*WHAT YOU WILL DO:*
A) Translate this sentence from the Mark E. Silverman biography into French: "Eight years later, he was made professor at Emory."
B) According to the Mark E. Silverman biography, for how long did Silverman direct Piedmont's coronary care unit?

───── EXCERPT PROVIDED ─────

- Born: June 21, 1939 Springfield, Ohio, US
- Died: November 12, 2008 (aged 69)
- Occupation: Physician
- Known for: Founding cardiology program at Piedmont Hospital; President of the American Osler Society (2000-2001); medical photography;
- Medical career
- Profession: Cardiologist; Medical historian;
- Institutions: Piedmont Hospital
- Sub-specialties: Cardiology

= Mark E. Silverman =

American cardiologist (1939–2008)

Mark Edwin Silverman (June 21, 1939 – November 12, 2008) was an American cardiologist, medical historian, medical educator and author of more than 200 medical articles and a number of books, who founded the cardiology program at Piedmont Hospital in Atlanta, Georgia.

Between 1966 and 1968, at the request of John Willis Hurst, he became a cardiology fellow at the Emory University in Atlanta. His interest in medical photographs led him to produce more than 24 articles on the value of images in the diagnosis of a number of diseases. In 1968, he co-authored an article with Hurst, titled The Hand and the Heart, illustrated with clinical pictures of findings in the hands of people with cardiovascular disease. They demonstrated, using a "Sherlock Holmesian approach", how the condition of the heart might be revealed by clues in the hands. The article made international headlines.

In 1970, a faculty position at Piedmont Hospital was created for him by Hurst, and Silverman subsequently established its first cardiology program. Eight years later, he was made professor at Emory. At Piedmont, he also created one of America's earliest patient education libraries, started programs to help people learn about heart disease and its prevention, and for over 25 years directed Piedmont's coronary care unit.

───── PROVIDED DATA ─────

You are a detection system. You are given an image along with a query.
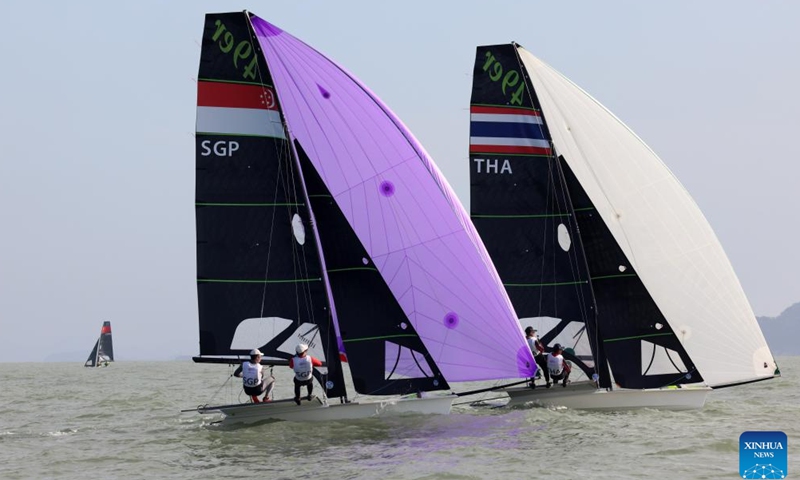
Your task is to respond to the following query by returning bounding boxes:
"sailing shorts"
[244,378,274,395]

─────

*EXERCISE ANSWERS:*
A) Huit ans plus tard, il a été nommé professeur à Emory.

B) For over 25 years.